● **Work instructions**
1) List every abbreviation that the first paragraph of the abstract on NOCIt introduces, each with the term it stands for.
2) From the abstract on NOCIt, retype everything from "As a critical" down to "in different categories.".
3) According to the abstract on NOCIt, why did NOCIt's settings have to be optimized? Answer in one to three sentences.

● **Page extract**
══════════════════════════════

The increased sensitivities of recently developed polymerase chain reaction (PCR) and separation techniques have afforded forensic deoxyribonucleic acid (DNA) analysts an opportunity to detect low template deoxyribonucleic acid (LT-DNA) samples. However, with LT-DNA samples stochastic effects become more prevalent, compromising the reliability and robustness of these techniques. In addition, these innovations have presented analysts with an increased incidence of higher-order mixtures. These types of mixtures, confounded by LT-DNA effects, continue to test the interpretation step of the DNA analysis pipeline. The combination of allele drop-out, allele drop-in and allele sharing create such complex samples that it necessitates the transition from traditional, threshold-based, interpretational methods to a probabilistic approach. Therefore, this study has two objectives: 1) to optimize the computational tool NOCIt, designed to provide a probability distribution on the number of contributors (NOC) to a sample and 2) to investigate the source of the variability present in quantitative real-time polymerase chain reaction (qPCR) in hopes of minimizing variations observed when determining the quantity of an unknown DNA sample.
The NOCIt graphical user interface (GUI) was validated during its developmental phase. With no current forensic guidelines for the validation of computational tools, the protocol was designed based on a guide developed by the Center for Devices and Radiological Health for the Food and Health Administration (FDA). The protocol required using a variety of test types and detailed documentation of the methods used, the inputs, outputs and results. A total of 325 tests were completed across 11 different software distributions.
As a critical software system, NOCIt’s settings also had to be optimized because of its ability to substantially influence the interpretation, the statistical conclusions and the accuracy of the results. Two different settings (Condition 3 and Condition 4) were tested on AmpFlstr® Identifiler® Plus and PowerPlex® 16 HS PCR amplified samples. The differences between the two conditions were the parameter Number of Samples in Batch and the Multiplicative Factor. All other settings were kept the same. The reproducibility and accuracy were examined to determine which condition was more reliable. Both settings had similar results, with both performing better in different categories.

══════════════════════════════

● **Information provided**
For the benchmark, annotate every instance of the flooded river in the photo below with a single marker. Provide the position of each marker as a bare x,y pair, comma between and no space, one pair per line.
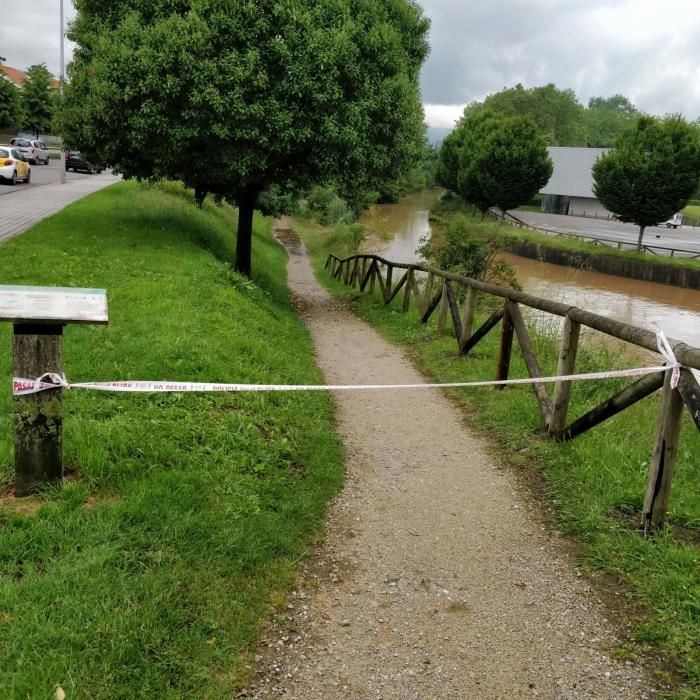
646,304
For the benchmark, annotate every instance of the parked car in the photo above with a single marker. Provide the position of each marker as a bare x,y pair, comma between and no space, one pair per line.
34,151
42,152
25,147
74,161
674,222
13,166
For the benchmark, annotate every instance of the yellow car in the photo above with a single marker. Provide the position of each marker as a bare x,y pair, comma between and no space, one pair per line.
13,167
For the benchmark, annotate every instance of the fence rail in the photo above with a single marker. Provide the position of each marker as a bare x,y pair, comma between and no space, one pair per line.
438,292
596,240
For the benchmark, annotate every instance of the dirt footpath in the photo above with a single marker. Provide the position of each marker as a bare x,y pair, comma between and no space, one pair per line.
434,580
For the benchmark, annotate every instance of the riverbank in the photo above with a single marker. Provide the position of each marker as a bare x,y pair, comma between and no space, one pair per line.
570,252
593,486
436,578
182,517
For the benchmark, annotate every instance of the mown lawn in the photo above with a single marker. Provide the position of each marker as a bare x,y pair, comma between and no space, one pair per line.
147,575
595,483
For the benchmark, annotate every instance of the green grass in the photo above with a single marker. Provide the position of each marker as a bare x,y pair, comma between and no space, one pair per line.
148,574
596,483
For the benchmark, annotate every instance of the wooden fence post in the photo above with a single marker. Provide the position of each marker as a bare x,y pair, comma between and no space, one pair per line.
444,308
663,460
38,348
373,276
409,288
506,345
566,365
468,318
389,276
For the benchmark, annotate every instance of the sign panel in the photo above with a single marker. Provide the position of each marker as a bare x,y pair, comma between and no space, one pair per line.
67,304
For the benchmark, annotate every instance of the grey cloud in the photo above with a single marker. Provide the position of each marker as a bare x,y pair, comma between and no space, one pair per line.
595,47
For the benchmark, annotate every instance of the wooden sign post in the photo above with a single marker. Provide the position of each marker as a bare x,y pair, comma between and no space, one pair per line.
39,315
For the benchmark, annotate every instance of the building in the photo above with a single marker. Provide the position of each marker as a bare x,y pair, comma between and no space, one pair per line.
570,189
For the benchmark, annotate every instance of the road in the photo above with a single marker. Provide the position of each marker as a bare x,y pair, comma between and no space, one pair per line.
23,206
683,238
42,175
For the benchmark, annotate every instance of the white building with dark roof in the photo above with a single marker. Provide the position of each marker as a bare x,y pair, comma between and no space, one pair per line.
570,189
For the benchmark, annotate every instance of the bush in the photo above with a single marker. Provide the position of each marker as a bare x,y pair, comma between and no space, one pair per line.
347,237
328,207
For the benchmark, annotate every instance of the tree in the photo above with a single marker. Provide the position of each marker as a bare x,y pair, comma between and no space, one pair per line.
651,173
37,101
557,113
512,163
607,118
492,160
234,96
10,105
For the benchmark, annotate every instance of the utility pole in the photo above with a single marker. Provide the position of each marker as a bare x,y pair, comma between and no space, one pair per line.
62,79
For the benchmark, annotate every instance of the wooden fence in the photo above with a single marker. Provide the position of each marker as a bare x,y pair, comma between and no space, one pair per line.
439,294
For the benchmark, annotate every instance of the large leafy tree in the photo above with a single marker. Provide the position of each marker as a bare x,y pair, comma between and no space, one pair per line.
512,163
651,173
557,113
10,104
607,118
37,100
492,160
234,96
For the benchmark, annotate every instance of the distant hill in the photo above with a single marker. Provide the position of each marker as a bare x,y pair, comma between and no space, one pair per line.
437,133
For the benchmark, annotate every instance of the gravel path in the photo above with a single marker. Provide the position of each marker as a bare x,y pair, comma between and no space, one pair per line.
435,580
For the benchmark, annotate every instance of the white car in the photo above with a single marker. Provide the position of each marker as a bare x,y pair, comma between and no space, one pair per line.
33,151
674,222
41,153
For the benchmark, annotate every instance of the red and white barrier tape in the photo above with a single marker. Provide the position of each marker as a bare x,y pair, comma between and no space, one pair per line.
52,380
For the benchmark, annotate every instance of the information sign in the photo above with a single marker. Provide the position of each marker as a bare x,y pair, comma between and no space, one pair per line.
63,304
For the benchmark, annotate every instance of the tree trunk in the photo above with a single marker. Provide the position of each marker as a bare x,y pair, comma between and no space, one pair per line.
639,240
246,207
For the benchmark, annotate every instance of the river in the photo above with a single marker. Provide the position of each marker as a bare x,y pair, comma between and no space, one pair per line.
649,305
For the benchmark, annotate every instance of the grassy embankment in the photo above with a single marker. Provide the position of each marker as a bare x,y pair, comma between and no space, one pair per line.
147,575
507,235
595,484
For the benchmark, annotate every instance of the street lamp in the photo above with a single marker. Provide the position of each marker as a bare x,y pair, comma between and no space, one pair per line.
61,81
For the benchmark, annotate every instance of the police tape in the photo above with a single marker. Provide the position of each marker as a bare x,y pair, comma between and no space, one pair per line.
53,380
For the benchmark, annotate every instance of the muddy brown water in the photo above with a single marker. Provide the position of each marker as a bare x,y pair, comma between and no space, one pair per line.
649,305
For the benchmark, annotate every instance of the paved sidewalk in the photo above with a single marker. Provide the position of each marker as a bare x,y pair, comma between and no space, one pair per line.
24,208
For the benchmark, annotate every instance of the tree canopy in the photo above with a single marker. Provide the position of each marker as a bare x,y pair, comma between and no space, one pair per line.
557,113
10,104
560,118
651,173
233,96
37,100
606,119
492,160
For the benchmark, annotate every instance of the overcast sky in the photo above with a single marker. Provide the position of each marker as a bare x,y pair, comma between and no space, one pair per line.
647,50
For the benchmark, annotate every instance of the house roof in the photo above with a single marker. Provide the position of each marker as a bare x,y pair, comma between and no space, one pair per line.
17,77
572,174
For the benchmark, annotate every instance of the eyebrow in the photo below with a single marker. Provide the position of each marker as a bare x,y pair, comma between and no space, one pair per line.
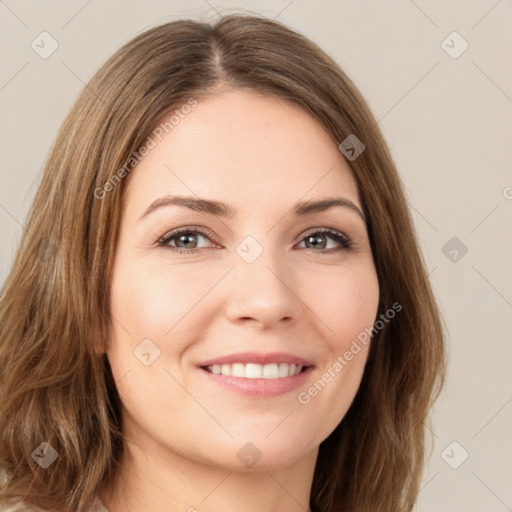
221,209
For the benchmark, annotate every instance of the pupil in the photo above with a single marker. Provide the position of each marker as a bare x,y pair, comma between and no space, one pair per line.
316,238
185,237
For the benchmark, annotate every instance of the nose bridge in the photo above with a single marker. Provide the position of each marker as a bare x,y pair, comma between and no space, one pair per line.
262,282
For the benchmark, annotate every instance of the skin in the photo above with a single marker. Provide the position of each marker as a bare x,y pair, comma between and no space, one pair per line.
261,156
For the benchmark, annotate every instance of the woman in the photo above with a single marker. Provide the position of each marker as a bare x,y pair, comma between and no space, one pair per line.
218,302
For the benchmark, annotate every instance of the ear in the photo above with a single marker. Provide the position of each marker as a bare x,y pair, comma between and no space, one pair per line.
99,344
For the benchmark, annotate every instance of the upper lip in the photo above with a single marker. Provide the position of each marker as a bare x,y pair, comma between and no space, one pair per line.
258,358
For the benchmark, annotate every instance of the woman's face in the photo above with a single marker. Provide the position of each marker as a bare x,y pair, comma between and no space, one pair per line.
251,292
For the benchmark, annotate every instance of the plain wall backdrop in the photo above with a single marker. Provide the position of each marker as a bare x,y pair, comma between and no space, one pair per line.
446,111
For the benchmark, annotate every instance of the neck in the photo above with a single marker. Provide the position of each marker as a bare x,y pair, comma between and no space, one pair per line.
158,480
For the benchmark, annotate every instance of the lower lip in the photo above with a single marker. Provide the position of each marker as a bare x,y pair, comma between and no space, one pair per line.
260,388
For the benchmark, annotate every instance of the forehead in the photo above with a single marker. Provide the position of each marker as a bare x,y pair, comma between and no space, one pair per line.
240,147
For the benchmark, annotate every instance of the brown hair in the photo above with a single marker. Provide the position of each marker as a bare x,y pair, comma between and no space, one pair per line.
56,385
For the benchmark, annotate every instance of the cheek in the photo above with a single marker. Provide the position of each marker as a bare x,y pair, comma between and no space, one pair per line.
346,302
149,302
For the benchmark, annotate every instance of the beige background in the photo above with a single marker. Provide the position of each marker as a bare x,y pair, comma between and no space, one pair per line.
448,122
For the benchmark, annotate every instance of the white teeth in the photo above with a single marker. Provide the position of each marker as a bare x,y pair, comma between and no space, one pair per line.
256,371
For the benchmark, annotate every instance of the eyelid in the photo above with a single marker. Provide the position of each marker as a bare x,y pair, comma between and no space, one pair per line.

══════════════════════════════

● **Answers to the problems**
1)
PCR: polymerase chain reaction
DNA: deoxyribonucleic acid
LT-DNA: low template deoxyribonucleic acid
NOC: number of contributors
qPCR: quantitative real-time polymerase chain reaction

2)
As a critical software system, NOCIt’s settings also had to be optimized because of its ability to substantially influence the interpretation, the statistical conclusions and the accuracy of the results. Two different settings (Condition 3 and Condition 4) were tested on AmpFlstr® Identifiler® Plus and PowerPlex® 16 HS PCR amplified samples. The differences between the two conditions were the parameter Number of Samples in Batch and the Multiplicative Factor. All other settings were kept the same. The reproducibility and accuracy were examined to determine which condition was more reliable. Both settings had similar results, with both performing better in different categories.

3) The settings can substantially influence the interpretation, the statistical conclusions and the accuracy of the results. NOCIt is a critical software system, so its settings had to be optimized.